__DESCRIPTION OF THE TASK__. Please transcribe every entry below exactly as written.

__RECORDED DATA__.
=== Begin Enclosure ===

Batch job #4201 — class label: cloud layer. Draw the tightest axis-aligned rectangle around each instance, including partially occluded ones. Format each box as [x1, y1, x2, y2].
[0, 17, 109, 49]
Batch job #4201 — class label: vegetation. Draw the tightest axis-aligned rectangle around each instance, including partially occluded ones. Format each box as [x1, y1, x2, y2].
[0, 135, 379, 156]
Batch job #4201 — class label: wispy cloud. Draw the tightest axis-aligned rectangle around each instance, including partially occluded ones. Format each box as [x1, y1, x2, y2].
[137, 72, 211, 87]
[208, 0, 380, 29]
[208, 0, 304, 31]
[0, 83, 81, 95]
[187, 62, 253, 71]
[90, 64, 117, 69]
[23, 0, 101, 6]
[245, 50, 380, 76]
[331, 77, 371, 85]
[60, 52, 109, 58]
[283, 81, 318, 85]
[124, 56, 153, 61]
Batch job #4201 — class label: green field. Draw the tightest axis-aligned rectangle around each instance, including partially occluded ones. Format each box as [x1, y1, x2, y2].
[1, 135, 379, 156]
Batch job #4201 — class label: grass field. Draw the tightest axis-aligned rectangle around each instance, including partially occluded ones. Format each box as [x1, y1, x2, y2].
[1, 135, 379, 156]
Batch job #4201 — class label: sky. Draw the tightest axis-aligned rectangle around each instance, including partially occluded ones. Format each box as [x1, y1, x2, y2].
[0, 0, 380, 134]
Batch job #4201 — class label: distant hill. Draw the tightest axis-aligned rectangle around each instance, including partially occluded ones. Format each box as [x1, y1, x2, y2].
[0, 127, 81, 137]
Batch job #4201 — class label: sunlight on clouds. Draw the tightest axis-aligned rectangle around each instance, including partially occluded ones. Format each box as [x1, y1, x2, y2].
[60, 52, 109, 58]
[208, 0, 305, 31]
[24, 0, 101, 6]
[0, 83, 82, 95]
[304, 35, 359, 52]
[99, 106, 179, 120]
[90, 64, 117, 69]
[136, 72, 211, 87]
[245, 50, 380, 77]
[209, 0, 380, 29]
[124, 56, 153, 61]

=== End Enclosure ===

__OUTPUT__.
Batch job #4201 — class label: cloud layer. Draw the tightest axis-aligned rectangle around each instance, including partially occluded ones. Format each box as [x1, y1, x2, y2].
[0, 17, 109, 49]
Batch job #4201 — class label: vegetation. Draw the tightest axis-aligned rectangle around each instance, including partially occluded ones. Format each box as [x1, y1, x2, y2].
[0, 135, 379, 156]
Batch job #4201 — class label: wispy cloud. Draw the tightest axis-aligned rectangle around each instance, including partially occluded ones. Format each box as [x1, y1, x2, y2].
[137, 72, 211, 87]
[208, 0, 380, 29]
[208, 0, 304, 31]
[0, 83, 81, 95]
[187, 62, 253, 71]
[90, 64, 117, 69]
[23, 0, 101, 6]
[245, 50, 380, 76]
[331, 77, 371, 85]
[60, 52, 109, 58]
[283, 81, 318, 85]
[124, 56, 153, 61]
Batch job #4201 — class label: green field. Draw the tightest axis-aligned rectangle around each instance, including partially occluded ones. Format each box as [x1, y1, x2, y2].
[1, 135, 379, 156]
Batch job #4201 — class label: grass field. Draw the tightest axis-aligned rectangle around each instance, including partially occluded ones. Format each box as [x1, y1, x2, y2].
[1, 135, 379, 156]
Batch job #4201 — class label: sky. Draw the tightest axis-aligned rectangle around each instance, including partially occluded ones. Format each box as [x1, y1, x2, y2].
[0, 0, 380, 134]
Batch job #4201 — class label: distant hill. Draw the tightest axis-aligned rectangle around each instance, including partially occluded ones. Format each box as [x1, y1, x2, y2].
[0, 127, 81, 137]
Batch job #4201 — class label: sunlight on clouds. Draw the tightest axis-aligned rectangle around each instance, including partially occluded ones. Format each box as [x1, y1, x2, y2].
[60, 52, 109, 58]
[208, 0, 305, 31]
[24, 0, 101, 6]
[0, 83, 82, 95]
[304, 35, 359, 52]
[99, 106, 179, 120]
[90, 64, 117, 69]
[136, 72, 211, 87]
[245, 50, 380, 77]
[209, 0, 380, 29]
[124, 56, 153, 61]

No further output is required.